(Page text)

It's an infection of the appendix. Between 5% and 9% of Americans will have appendicitis.

Researchers haven't found a specific role for the appendix.

Some suggest it could play a role in the immune system. It may also bolster the gut's helpful bacteria.

If a doctor doesn't treat or remove an infected appendix fast enough, it can burst. Bursting can spread infection elsewhere in the body, a life-threatening problem.

This danger is why seeking care right away for suspected appendicitis is vital.

What causes appendicitis?

A germ causes an appendix infection, mostly bacterial but sometimes a virus, parasite, or fungus. These germs grow and expand inside the appendix when the opening of it gets blocked.

Many substances can block the appendix, such as:

  • Hard stool.
  • Dried mucus.
  • An inflamed lymph node.

The infection triggers the body's immune system to respond.

As immune-fighting cells flood the appendix, it swells. This swelling leads to pain in the lower right side of the belly.

What are appendicitis risk factors and complications?

Appendicitis often occurs in otherwise healthy people. Most times, there isn't a prime reason or cause for it.

Children and young adults aged 10 to 30 are most likely to get appendicitis. But it can occur at any age.

Research shows that people who have a diet low in fiber are more likely to get appendicitis. While a high-fiber diet may reduce your risk, it doesn't fully remove the risk of appendicitis.

(End Page text)
(Raw data)

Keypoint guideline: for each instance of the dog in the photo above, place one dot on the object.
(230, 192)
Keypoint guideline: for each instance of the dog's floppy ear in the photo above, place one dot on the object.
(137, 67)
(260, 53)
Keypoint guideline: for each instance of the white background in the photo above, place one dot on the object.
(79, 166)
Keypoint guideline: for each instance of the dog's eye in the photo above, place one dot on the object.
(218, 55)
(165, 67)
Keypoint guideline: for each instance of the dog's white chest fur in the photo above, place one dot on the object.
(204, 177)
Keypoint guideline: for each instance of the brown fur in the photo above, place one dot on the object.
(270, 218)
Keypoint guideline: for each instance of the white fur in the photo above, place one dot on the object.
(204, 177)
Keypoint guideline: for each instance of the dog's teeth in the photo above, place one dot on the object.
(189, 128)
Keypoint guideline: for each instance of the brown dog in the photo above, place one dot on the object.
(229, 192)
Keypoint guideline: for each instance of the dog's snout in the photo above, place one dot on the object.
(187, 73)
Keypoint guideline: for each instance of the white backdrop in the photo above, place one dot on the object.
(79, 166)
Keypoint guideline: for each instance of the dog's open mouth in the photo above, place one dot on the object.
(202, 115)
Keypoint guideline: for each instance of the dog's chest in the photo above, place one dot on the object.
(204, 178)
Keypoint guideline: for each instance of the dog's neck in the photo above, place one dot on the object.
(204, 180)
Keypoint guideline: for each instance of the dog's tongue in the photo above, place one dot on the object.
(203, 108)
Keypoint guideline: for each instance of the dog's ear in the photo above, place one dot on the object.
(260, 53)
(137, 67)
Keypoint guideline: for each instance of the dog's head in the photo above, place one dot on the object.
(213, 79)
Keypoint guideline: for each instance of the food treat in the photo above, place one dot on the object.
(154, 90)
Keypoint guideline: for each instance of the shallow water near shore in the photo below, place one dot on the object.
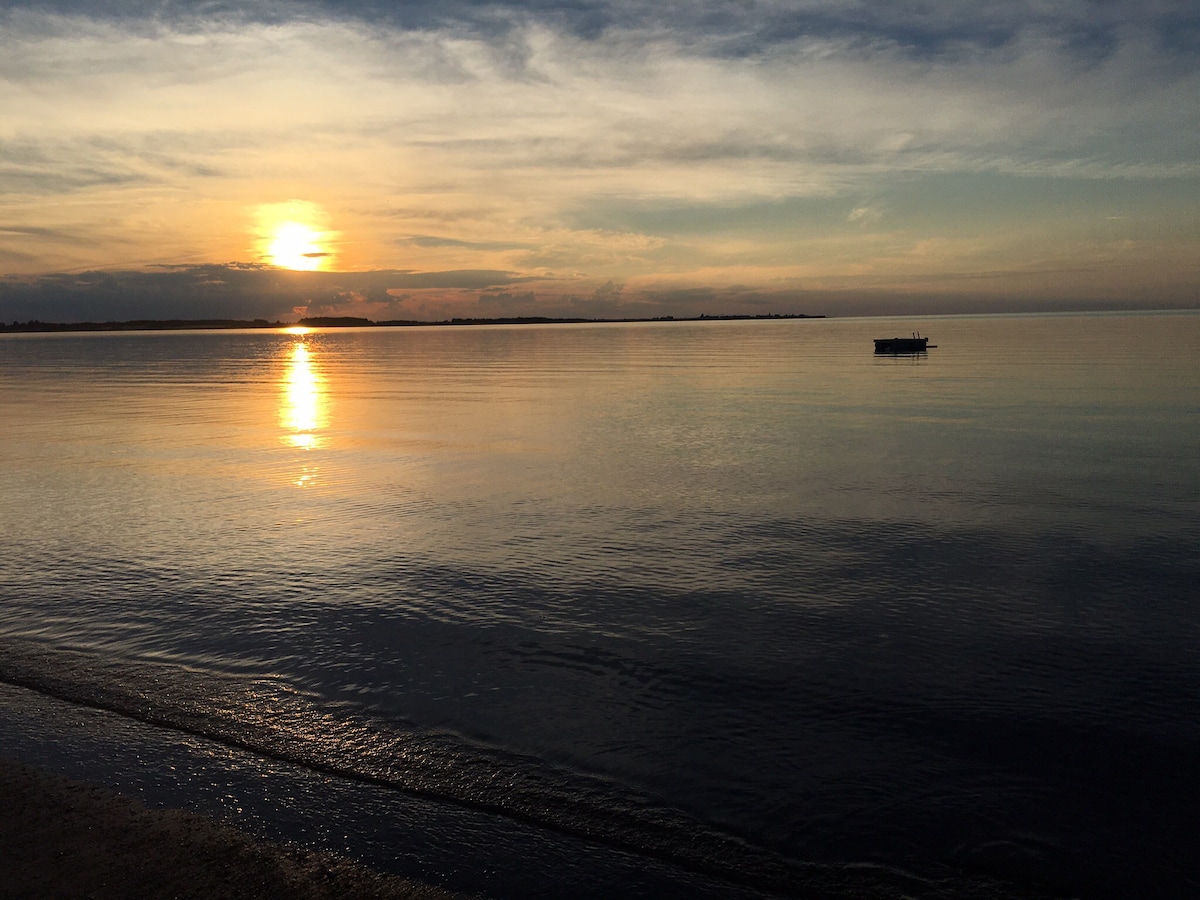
(738, 598)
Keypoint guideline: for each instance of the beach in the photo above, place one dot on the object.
(63, 838)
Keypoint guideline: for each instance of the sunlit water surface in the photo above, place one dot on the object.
(735, 598)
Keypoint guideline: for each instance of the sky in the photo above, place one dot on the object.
(597, 159)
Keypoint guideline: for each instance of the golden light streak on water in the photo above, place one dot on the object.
(303, 408)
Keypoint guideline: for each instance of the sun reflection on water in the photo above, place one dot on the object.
(303, 407)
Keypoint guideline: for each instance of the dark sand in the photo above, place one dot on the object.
(65, 839)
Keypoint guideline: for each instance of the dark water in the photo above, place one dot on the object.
(715, 609)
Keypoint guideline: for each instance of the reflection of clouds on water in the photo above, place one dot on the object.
(301, 411)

(End Raw data)

* [Task]
Return the full appendicitis text word for word.

* [Written answer]
It's an infection of the appendix. Between 5% and 9% of Americans will have appendicitis.

Researchers haven't found a specific role for the appendix.

Some suggest it could play a role in the immune system. It may also bolster the gut's helpful bacteria.

If a doctor doesn't treat or remove an infected appendix fast enough, it can burst. Bursting can spread infection elsewhere in the body, a life-threatening problem.

This danger is why seeking care right away for suspected appendicitis is vital.

What causes appendicitis?

A germ causes an appendix infection, mostly bacterial but sometimes a virus, parasite, or fungus. These germs grow and expand inside the appendix when the opening of it gets blocked.

Many substances can block the appendix, such as:

  • Hard stool.
  • Dried mucus.
  • An inflamed lymph node.

The infection triggers the body's immune system to respond.

As immune-fighting cells flood the appendix, it swells. This swelling leads to pain in the lower right side of the belly.

What are appendicitis risk factors and complications?

Appendicitis often occurs in otherwise healthy people. Most times, there isn't a prime reason or cause for it.

Children and young adults aged 10 to 30 are most likely to get appendicitis. But it can occur at any age.

Research shows that people who have a diet low in fiber are more likely to get appendicitis. While a high-fiber diet may reduce your risk, it doesn't fully remove the risk of appendicitis.